** begin Extracted information **

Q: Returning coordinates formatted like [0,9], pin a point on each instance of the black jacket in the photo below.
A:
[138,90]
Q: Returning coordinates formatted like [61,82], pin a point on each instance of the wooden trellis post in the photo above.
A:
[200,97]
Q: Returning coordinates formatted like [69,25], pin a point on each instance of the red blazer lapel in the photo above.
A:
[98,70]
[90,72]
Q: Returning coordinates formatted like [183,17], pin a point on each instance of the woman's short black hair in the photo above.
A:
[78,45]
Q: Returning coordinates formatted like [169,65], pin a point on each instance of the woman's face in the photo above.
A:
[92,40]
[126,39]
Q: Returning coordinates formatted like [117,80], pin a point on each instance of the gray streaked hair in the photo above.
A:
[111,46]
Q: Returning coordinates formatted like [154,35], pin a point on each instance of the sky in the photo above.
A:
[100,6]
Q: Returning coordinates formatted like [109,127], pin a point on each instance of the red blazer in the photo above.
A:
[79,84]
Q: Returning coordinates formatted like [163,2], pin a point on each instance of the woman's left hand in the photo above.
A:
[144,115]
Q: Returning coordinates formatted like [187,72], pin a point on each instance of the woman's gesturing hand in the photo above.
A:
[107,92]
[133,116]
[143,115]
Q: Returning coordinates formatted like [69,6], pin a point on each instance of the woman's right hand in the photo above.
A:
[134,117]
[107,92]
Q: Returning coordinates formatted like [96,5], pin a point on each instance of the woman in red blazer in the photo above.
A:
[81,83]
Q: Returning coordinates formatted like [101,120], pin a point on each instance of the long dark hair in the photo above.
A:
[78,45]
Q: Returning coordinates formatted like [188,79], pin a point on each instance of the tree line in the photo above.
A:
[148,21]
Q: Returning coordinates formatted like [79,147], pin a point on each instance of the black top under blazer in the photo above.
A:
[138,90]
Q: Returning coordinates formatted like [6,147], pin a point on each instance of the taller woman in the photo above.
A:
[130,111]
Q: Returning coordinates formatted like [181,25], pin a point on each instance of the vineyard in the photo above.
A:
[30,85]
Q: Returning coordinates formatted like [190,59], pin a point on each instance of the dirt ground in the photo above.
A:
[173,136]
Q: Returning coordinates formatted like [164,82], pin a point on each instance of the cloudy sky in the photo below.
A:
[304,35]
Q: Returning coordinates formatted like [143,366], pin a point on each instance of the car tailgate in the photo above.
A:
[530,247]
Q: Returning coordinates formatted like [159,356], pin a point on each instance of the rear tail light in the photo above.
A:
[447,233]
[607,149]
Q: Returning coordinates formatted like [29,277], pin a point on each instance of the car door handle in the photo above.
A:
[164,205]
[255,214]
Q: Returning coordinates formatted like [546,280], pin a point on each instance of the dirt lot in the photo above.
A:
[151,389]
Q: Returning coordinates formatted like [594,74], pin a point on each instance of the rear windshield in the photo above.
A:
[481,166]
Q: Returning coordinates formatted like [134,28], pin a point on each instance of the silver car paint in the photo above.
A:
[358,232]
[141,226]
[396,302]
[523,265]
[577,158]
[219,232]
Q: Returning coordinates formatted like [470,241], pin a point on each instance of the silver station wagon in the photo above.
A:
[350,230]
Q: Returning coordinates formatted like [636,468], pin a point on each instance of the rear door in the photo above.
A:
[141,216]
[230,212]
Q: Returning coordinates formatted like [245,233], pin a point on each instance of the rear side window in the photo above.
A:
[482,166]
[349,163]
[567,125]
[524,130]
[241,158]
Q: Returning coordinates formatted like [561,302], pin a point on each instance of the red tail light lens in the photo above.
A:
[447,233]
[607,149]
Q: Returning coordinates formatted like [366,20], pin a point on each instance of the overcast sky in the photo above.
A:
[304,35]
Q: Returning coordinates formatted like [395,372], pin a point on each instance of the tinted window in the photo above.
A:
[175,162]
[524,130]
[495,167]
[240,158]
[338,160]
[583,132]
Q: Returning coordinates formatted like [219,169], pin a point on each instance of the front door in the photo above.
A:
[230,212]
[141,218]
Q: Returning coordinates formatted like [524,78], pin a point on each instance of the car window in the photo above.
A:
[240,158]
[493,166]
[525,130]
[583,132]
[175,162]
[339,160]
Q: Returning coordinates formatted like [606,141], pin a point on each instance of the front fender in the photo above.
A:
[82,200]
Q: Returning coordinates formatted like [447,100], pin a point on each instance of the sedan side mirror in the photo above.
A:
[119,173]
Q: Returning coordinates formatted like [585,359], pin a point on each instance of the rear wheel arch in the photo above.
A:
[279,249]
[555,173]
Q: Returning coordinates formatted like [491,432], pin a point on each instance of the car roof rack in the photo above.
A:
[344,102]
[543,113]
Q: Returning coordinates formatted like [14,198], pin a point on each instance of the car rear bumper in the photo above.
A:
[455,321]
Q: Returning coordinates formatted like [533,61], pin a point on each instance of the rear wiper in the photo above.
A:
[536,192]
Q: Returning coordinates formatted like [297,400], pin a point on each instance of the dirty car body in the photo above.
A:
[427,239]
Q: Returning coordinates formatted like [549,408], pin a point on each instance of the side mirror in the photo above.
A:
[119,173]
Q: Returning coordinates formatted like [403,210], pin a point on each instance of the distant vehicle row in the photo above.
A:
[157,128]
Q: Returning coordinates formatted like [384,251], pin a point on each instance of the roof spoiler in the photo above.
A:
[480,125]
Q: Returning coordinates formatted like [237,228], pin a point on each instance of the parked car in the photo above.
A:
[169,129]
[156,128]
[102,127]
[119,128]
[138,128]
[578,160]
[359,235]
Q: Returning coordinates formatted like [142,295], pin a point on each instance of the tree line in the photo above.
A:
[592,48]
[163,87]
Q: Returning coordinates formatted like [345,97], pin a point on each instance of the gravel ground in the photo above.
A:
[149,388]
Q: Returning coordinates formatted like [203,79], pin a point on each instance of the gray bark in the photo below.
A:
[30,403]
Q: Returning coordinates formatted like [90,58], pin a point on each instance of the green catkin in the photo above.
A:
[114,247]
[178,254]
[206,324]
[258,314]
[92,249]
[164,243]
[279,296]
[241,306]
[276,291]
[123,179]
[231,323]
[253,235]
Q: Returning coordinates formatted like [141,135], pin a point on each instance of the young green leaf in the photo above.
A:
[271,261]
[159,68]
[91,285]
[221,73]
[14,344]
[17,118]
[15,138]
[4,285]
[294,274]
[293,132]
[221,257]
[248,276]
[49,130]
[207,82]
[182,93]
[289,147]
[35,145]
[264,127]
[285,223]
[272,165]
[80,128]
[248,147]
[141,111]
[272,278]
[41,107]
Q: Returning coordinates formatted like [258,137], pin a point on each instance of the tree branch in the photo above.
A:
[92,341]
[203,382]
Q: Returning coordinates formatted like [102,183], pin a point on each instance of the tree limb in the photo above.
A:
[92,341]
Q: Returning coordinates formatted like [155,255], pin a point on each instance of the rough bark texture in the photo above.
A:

** end Extracted information **

◆ Given problem ◆
Arrange every line of the listing above as a numbered list, leaving out any blank lines.

◆ Result of this exercise ◆
1. Q: Returning coordinates formatted like [0,9], pin a point on each instance of the black jacket in the photo below.
2. A:
3. [138,90]
4. Q: Returning coordinates formatted like [61,82], pin a point on each instance of the wooden trellis post in the photo above.
5. A:
6. [200,97]
7. Q: Returning coordinates formatted like [69,25], pin a point on each instance of the red blazer lapel in the photo above.
8. A:
9. [98,70]
10. [90,72]
11. Q: Returning coordinates formatted like [183,17], pin a point on each instance of the woman's short black hair in the photo above.
12. A:
13. [78,45]
14. Q: Returning coordinates formatted like [169,65], pin a point on each instance of the woman's face in the photo above.
15. A:
16. [92,40]
17. [126,39]
18. Q: Returning coordinates formatted like [117,80], pin a point on each instance of the gray streaked hair in the photo above.
19. A:
20. [111,46]
21. Q: Returning coordinates formatted like [154,35], pin a point on each instance of the sky in the photo above.
22. A:
23. [100,6]
24. Q: Returning coordinates formatted like [109,127], pin a point on each instance of the red blazer in the photo above.
25. A:
26. [79,84]
27. Q: Returning coordinates formatted like [163,2], pin a point on each instance of the woman's left hand in the photo above.
28. A:
29. [144,115]
30. Q: Returning coordinates formatted like [187,72], pin a point on each instance of the woman's gesturing hand in the photo above.
31. A:
32. [107,92]
33. [133,116]
34. [143,115]
35. Q: Returning coordinates formatted like [69,6], pin a point on each instance of the woman's right hand in the photo above.
36. A:
37. [134,117]
38. [107,92]
39. Q: Returning coordinates formatted like [96,5], pin a point on each instance of the woman in red blazer in the photo above.
40. A:
41. [81,83]
42. Q: Returning coordinates formatted like [101,120], pin a point on each instance of the long dark hair in the photo above.
43. A:
44. [78,45]
45. Q: Returning coordinates formatted like [188,79], pin a point on each instance of the tree line in the photo above.
46. A:
47. [148,21]
48. Q: Returning coordinates formatted like [79,147], pin a point on each instance of the black top under blazer in the photo above.
49. A:
50. [138,90]
51. Q: Returning coordinates formatted like [6,147], pin a point on each instance of the taller woman in the photo above.
52. A:
53. [130,111]
54. Q: Returning coordinates formatted like [181,25], pin a point on each instance of the vineyard in the photo above.
55. A:
56. [30,85]
57. Q: Returning coordinates formatted like [190,59], pin a point on each instance of the dirt ground in the photo above.
58. A:
59. [173,136]
60. Q: Returning coordinates formatted like [164,82], pin a point on each instance of the cloudy sky in the photo below.
61. A:
62. [304,35]
63. Q: Returning coordinates formatted like [143,366], pin a point on each instance of the car tailgate in the photo above.
64. A:
65. [530,247]
66. Q: Returning coordinates formatted like [159,356], pin a point on each instance of the rear tail light in the photo above.
67. A:
68. [447,233]
69. [607,149]
70. Q: Returning coordinates formatted like [29,277], pin a point on each instance of the car door handle in the photo above.
71. A:
72. [164,205]
73. [255,214]
74. Q: Returning coordinates formatted like [546,280], pin a point on each instance of the dirt lot in the photo above.
75. A:
76. [151,389]
77. Q: Returning coordinates formatted like [594,74], pin a point on each instance of the rear windshield in the photo above.
78. A:
79. [481,166]
80. Q: Returning coordinates formatted like [134,28], pin a point on each instance of the silver car paint in the photo above.
81. A:
82. [358,232]
83. [141,226]
84. [396,302]
85. [523,265]
86. [577,158]
87. [219,232]
88. Q: Returning coordinates formatted like [470,241], pin a point on each instance of the silver station wagon in the photo above.
89. A:
90. [350,230]
91. Q: Returning coordinates formatted like [636,468], pin a point on each instance of the rear door in the photo above.
92. A:
93. [141,216]
94. [230,212]
95. Q: Returning coordinates formatted like [245,233], pin a point on each instance of the rear side window in the photo above.
96. A:
97. [482,166]
98. [349,163]
99. [567,125]
100. [524,130]
101. [241,158]
102. Q: Returning coordinates formatted like [561,302], pin a point on each instance of the red tail light lens in the photo above.
103. A:
104. [447,233]
105. [607,149]
106. Q: Returning coordinates formatted like [366,20], pin a point on each instance of the overcast sky in the photo above.
107. A:
108. [304,35]
109. Q: Returning coordinates formatted like [395,372], pin a point on each instance of the tinted window in the photo above.
110. A:
111. [175,162]
112. [524,130]
113. [495,167]
114. [240,158]
115. [338,160]
116. [583,132]
117. Q: Returning coordinates formatted like [219,169], pin a point on each instance of the front door in the photo above.
118. A:
119. [230,212]
120. [141,218]
121. Q: Returning coordinates formatted like [524,78], pin a point on each instance of the car window in the photo above.
122. A:
123. [240,158]
124. [493,166]
125. [525,130]
126. [583,132]
127. [175,162]
128. [339,160]
129. Q: Returning coordinates formatted like [606,141], pin a point on each instance of the front fender in the photo above.
130. A:
131. [82,200]
132. Q: Returning coordinates formatted like [447,100], pin a point on each instance of the sedan side mirror in the photo above.
133. A:
134. [119,173]
135. Q: Returning coordinates formatted like [585,359], pin a point on each instance of the rear wheel arch in the photo above.
136. A:
137. [279,249]
138. [555,173]
139. Q: Returning coordinates formatted like [491,432], pin a point on each instance of the car roof rack in the photo above.
140. A:
141. [344,102]
142. [543,113]
143. Q: Returning coordinates formatted like [14,198], pin a point on each instance of the car rear bumper in the photo above.
144. A:
145. [455,321]
146. Q: Returning coordinates formatted like [533,61], pin a point on each instance of the rear wiper in the photo above.
147. A:
148. [536,192]
149. Q: Returning coordinates formatted like [297,400], pin a point on each instance of the dirty car body in the photo above.
150. A:
151. [427,239]
152. Q: Returning coordinates formatted like [549,408], pin a point on each instance of the side mirror in the photo above.
153. A:
154. [119,173]
155. Q: Returning coordinates formatted like [403,210], pin a point on each instance of the distant vehicle row in the photo above.
156. A:
157. [157,128]
158. Q: Returning coordinates formatted like [384,251], pin a point on each instance of the roof spoiler in the photo above.
159. A:
160. [480,125]
161. Q: Returning coordinates formatted like [237,228], pin a point on each instance of the parked car in the photo above.
162. A:
163. [169,129]
164. [156,128]
165. [102,127]
166. [119,128]
167. [138,128]
168. [578,160]
169. [359,235]
170. Q: Returning coordinates formatted like [142,295], pin a point on each instance of the tree line in the photo above.
171. A:
172. [592,48]
173. [163,87]
174. Q: Returning coordinates formatted like [345,97], pin a point on each instance of the gravel ground in the photo above.
175. A:
176. [149,388]
177. Q: Returning coordinates formatted like [203,79], pin a point on each instance of the gray bark in the photo below.
178. A:
179. [30,403]
180. Q: Returning coordinates formatted like [90,58], pin a point on each instance of the green catkin in the photo above.
181. A:
182. [114,247]
183. [178,254]
184. [206,324]
185. [258,314]
186. [92,249]
187. [164,243]
188. [279,296]
189. [241,306]
190. [276,291]
191. [123,179]
192. [231,323]
193. [253,235]
194. Q: Returning coordinates formatted like [141,135], pin a point on each instance of the young green leaf in the photo above.
195. A:
196. [271,261]
197. [159,68]
198. [91,285]
199. [221,73]
200. [14,344]
201. [17,118]
202. [15,138]
203. [4,285]
204. [294,274]
205. [293,132]
206. [221,257]
207. [248,276]
208. [49,130]
209. [207,82]
210. [182,93]
211. [289,147]
212. [35,145]
213. [264,127]
214. [285,223]
215. [272,165]
216. [80,128]
217. [248,147]
218. [141,111]
219. [272,278]
220. [41,107]
221. Q: Returning coordinates formatted like [258,137], pin a point on each instance of the tree branch in the photo above.
222. A:
223. [92,341]
224. [203,382]
225. Q: Returning coordinates formatted like [102,183], pin a point on each instance of the tree limb in the photo above.
226. A:
227. [92,341]
228. Q: Returning coordinates formatted like [155,255], pin a point on each instance of the rough bark texture in the photo above.
229. A:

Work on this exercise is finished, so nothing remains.